SET TASK ▸
In the data that follows, find the line containing "One point per instance, each like (876, 668)."; then quote that line and every line after it, exactly, through the last one.

DATA FOR THIS TASK ▸
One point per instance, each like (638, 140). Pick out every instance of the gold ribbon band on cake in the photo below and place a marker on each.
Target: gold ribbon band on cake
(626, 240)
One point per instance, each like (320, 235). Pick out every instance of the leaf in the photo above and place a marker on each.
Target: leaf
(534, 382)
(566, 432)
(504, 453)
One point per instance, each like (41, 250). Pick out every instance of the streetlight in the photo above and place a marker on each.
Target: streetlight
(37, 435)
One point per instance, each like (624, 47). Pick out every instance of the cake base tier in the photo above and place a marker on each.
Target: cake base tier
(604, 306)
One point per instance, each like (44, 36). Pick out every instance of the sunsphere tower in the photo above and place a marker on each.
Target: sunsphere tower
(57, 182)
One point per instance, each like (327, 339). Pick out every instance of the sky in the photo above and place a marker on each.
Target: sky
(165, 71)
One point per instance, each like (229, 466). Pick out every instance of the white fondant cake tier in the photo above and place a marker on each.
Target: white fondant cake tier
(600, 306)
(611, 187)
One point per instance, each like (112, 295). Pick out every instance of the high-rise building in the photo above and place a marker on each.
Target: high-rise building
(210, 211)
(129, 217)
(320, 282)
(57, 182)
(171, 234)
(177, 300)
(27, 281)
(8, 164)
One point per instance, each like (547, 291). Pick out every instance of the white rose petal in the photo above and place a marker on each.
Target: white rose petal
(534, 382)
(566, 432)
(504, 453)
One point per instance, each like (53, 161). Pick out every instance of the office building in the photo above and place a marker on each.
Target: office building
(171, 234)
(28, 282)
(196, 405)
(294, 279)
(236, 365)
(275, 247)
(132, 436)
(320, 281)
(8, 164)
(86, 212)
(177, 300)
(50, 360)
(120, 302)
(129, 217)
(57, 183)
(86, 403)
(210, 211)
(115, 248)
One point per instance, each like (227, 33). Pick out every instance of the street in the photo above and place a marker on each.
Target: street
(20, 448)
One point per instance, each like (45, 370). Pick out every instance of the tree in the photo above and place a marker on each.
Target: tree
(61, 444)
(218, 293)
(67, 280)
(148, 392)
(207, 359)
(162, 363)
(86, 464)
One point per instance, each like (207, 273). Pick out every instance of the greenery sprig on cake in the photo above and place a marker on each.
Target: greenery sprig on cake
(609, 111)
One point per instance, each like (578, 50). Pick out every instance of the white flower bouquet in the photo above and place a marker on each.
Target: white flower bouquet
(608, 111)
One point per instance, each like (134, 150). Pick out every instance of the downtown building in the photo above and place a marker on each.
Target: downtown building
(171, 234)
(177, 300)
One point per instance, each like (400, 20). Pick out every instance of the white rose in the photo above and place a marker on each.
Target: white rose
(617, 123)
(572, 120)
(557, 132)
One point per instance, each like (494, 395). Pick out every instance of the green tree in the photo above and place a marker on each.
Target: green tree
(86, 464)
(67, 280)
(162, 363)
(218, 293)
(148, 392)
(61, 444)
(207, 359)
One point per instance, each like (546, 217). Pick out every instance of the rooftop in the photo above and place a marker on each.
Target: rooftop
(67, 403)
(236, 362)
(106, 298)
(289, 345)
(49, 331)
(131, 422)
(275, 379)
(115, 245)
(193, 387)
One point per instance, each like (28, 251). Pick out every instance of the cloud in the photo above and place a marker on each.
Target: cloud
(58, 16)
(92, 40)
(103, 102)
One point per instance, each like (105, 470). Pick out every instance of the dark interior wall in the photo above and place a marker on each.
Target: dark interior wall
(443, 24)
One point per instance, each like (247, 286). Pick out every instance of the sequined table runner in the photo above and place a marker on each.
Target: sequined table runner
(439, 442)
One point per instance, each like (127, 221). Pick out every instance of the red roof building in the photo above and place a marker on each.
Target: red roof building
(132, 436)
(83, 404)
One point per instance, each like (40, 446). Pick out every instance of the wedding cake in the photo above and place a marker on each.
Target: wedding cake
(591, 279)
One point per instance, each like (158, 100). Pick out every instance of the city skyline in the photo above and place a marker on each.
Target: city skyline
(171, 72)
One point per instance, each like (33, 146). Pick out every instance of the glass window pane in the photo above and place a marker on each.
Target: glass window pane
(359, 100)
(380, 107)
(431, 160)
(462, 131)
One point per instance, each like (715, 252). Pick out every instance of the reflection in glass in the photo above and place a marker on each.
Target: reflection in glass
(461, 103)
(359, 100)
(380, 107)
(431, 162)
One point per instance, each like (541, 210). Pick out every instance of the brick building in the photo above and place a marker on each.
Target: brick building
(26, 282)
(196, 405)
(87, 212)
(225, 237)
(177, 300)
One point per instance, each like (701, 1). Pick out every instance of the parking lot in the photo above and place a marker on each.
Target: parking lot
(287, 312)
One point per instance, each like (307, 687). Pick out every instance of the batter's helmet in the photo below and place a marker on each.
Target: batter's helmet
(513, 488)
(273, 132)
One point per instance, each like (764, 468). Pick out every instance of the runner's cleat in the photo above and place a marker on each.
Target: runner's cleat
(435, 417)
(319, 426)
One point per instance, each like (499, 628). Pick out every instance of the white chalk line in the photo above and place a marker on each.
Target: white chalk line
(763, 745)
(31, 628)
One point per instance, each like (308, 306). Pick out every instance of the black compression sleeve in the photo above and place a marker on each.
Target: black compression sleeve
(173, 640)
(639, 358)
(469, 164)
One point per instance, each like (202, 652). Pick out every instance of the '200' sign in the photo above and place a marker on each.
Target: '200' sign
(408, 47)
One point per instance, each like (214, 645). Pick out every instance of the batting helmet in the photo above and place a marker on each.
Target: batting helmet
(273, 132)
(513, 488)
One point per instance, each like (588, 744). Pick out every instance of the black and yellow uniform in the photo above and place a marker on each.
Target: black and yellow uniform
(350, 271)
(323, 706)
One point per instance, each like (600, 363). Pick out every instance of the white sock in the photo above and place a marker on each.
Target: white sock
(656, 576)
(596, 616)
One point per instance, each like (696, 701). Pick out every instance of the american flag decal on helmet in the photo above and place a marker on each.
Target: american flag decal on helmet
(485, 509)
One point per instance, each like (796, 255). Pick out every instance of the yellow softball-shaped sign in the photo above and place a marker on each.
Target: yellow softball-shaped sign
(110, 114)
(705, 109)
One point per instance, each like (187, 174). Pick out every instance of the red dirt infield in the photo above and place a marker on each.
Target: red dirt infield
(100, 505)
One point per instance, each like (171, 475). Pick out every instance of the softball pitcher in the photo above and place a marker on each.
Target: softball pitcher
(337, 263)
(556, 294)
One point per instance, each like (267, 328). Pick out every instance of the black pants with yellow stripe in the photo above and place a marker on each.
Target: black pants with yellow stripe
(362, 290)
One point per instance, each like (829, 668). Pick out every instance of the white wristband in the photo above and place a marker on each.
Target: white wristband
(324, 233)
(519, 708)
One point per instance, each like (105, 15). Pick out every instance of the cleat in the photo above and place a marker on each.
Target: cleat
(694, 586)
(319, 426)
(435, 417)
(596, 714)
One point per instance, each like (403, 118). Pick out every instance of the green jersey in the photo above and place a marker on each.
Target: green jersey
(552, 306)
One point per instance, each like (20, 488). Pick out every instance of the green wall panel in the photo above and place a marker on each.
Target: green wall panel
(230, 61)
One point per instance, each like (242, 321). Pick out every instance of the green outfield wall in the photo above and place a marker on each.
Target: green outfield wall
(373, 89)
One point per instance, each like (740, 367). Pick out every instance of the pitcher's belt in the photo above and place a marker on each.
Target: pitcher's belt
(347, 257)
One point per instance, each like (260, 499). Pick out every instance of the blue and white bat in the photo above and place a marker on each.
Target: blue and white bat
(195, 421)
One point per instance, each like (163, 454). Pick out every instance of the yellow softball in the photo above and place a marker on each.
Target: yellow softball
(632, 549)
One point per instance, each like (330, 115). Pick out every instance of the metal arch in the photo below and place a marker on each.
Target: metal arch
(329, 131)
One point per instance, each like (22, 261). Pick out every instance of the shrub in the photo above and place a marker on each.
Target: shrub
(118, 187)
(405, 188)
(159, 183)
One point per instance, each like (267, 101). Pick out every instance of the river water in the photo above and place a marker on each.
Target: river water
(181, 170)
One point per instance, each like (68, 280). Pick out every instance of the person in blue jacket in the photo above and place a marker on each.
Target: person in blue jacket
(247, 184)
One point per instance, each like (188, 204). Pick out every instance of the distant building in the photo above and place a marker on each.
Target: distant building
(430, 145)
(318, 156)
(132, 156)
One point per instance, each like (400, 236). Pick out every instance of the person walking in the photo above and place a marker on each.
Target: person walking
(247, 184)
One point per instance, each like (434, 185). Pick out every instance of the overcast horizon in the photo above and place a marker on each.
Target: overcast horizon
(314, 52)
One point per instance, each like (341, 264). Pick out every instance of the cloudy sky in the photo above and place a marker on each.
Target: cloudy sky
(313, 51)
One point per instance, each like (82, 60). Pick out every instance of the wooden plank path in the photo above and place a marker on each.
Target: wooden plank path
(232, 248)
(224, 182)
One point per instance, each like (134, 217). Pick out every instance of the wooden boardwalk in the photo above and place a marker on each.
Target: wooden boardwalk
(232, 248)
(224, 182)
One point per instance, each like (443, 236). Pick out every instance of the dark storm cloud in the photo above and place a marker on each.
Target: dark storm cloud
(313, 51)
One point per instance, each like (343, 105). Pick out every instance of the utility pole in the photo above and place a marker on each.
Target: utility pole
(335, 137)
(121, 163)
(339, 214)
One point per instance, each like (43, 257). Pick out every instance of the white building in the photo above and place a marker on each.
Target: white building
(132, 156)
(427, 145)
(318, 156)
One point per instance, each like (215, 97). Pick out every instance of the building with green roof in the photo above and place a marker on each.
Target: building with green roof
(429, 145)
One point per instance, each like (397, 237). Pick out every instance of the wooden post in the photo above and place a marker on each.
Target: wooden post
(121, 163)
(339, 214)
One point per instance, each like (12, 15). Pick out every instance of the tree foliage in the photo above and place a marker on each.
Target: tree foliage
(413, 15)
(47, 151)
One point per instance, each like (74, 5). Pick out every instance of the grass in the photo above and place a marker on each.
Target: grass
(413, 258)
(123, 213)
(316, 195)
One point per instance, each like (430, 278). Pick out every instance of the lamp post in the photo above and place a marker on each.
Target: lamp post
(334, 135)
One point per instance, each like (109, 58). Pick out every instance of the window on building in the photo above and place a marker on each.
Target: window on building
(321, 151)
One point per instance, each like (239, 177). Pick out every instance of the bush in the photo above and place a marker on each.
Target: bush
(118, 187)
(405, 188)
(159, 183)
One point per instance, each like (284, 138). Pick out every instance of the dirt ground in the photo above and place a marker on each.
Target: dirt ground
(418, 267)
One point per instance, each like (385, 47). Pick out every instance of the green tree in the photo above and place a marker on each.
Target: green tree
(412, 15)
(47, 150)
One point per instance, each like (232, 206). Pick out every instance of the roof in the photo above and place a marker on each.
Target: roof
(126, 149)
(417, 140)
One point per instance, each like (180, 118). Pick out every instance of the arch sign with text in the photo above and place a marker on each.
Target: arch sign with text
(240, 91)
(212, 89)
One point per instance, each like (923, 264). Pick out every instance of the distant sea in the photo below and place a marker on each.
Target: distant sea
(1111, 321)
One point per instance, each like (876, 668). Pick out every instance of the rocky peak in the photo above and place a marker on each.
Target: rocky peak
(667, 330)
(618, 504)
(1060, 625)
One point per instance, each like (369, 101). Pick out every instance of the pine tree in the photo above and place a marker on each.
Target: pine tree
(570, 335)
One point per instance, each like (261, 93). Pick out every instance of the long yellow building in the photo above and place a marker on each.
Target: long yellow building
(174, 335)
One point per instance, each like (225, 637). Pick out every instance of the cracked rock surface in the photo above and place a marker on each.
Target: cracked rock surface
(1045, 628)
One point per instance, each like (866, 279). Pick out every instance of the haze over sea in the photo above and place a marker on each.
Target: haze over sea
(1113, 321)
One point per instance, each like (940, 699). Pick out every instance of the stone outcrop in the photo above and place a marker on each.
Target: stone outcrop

SOLUTION ▸
One point per instance, each like (876, 668). Pick out every instance of the rocky peak in the photo above and place a marker on each.
Target: rocky peak
(667, 330)
(618, 504)
(1060, 625)
One point per instance, each like (369, 101). Pick out every instance of the pine tree in the photo above and place a marker on each.
Target: pine tree
(570, 335)
One point per instance, each like (261, 93). Pick out every instance of the long yellow building in the photo above and place a marker on each.
Target: long yellow building
(174, 335)
One point per instance, each like (225, 637). Pick out every instance of the cracked rock surface in the photo above and place a marker on each.
Target: cracked rock surface
(1045, 628)
One point per instance, each like (866, 279). Pick out every instance of the haze over sea in the photo above and place a marker on each.
Target: haze over sea
(1113, 321)
One point per instance, each like (940, 699). Pick out every instance of the stone outcrop in the photo above and place a marker on each.
Target: stone outcrop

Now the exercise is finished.